■ SOURCE EXTRACT ■
Extremely Lethal Disease Breaks Out In India

Nipah virus is a zoonotic virus (passed from animals to humans) and can be spread through contaminated food or by direct human-to-human contact, according to the World Health Organization.

The virus has claimed the lives of two people in India in recent weeks, and it is believed to have infected many more. Indian authorities are doing everything they can to stop the spread of the virus, closing schools, offices, and public transportation.

The World Health Organization has designated Nipah as a high-priority disease because of its potential to trigger another worldwide epidemic.

Dr. Joanne Macdonald, at the University of the Sunshine Coast in Australia, said that the disease can be spread by fruit bats who sit on the tops of trees. They can taint fruit with their urine, making people sick if they consume it.

People infected with the Nipah virus may not show any symptoms for up to 45 days after becoming infected, making it easy for them to infect others while they continue to feel okay. The only way to help someone who contracted Nipah is to reduce their fever, headache, cough, sore throat, and vomiting, as neither a vaccination nor a cure exists.

According to the CDC, patients may have seizures, coma, or brain swelling if the infection progresses to a severe stage.

Even having survived a Nipah infection, there is no guarantee that you won’t experience long-term neurological symptoms like seizures, convulsions, and personality abnormalities.

Horses, pigs, lambs, goats, cats, dogs, and bats are some species that the Nipah virus can infect.

Since its discovery in 1998, the Nipah virus has caused additional epidemics among pigs and pig farmers in Malaysia and Singapore.

Previous epidemics were observed in 2018 (again), 2019 (again), and 2021 (again) in the southern Indian state of Kerala, where the present outbreak is concentrated.

Whether it’s a virus, bacteria, fungus, or any other pathogen, when it emerges as a novel disease agent, it will likely have no immunizations and few, if any, treatments.

Dr. Richard Hatchett, chief executive officer of the Coalition for Epidemic Preparedness Innovations, said, “This isn’t the stuff of science fiction.” We need to plan for this kind of contingency.

■ WHAT YOU WILL DO ■
Answer these questions using the article on the Nipah virus outbreak.
1. For up to how many days after infection might a person infected with Nipah show no symptoms?
2. According to Dr. Joanne Macdonald, what animals can spread the disease?
3. In which southern Indian state is the present outbreak concentrated?
The lines after this text play no part in it.

■ RECORDED INFORMATION ■

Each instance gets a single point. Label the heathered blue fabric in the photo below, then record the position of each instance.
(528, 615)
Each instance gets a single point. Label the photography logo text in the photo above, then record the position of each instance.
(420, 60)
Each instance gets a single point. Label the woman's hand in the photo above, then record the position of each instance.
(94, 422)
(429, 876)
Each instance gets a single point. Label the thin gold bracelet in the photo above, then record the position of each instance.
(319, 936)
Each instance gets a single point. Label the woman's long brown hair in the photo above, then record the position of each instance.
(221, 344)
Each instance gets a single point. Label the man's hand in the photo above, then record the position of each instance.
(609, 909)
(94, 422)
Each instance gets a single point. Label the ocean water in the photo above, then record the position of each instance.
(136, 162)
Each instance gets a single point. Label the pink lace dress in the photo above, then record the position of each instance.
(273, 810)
---
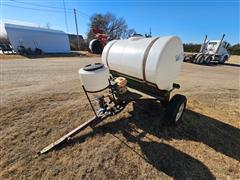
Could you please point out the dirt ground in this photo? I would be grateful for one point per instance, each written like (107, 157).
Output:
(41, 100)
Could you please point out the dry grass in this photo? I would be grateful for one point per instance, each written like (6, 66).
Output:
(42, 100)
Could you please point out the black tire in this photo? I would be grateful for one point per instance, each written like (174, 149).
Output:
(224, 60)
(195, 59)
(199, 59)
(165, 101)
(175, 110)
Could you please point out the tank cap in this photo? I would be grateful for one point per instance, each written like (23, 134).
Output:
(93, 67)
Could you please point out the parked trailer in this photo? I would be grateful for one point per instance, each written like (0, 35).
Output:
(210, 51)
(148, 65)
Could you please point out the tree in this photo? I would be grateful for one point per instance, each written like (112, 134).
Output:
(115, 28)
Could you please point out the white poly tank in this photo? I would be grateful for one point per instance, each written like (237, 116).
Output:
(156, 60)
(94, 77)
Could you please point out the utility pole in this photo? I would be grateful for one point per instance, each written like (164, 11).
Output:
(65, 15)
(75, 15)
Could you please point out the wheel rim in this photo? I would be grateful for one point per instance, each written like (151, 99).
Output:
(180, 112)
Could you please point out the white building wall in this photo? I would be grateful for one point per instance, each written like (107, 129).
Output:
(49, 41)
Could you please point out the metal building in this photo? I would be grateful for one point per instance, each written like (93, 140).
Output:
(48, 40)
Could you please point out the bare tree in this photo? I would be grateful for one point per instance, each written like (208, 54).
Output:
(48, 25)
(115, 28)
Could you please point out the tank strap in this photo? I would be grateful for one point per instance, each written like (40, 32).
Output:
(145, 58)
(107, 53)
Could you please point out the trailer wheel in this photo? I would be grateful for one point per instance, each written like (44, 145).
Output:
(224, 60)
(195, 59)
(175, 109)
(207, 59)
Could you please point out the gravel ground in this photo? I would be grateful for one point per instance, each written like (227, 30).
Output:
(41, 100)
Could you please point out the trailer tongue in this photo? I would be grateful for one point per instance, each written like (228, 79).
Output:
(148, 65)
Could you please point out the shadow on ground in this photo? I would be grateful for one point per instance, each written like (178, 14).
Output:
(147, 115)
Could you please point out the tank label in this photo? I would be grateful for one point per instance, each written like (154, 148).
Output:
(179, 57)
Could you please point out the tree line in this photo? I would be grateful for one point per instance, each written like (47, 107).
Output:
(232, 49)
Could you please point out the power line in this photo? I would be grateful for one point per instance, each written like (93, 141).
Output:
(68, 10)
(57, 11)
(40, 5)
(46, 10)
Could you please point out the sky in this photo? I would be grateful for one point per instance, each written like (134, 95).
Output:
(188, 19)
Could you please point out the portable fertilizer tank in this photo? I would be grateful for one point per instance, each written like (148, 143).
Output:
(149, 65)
---
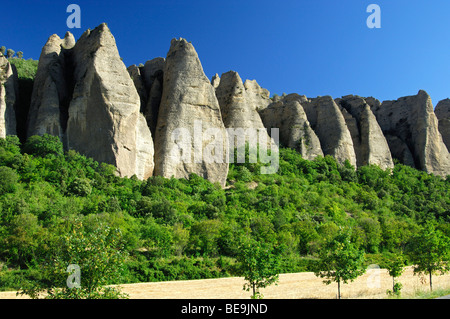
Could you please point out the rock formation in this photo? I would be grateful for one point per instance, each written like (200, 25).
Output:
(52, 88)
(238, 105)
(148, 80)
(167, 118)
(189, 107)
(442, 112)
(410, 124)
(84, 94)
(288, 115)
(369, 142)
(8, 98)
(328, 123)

■ EXERCISE ANSWER ■
1. Up to 45 days.
2. Fruit bats.
3. Kerala.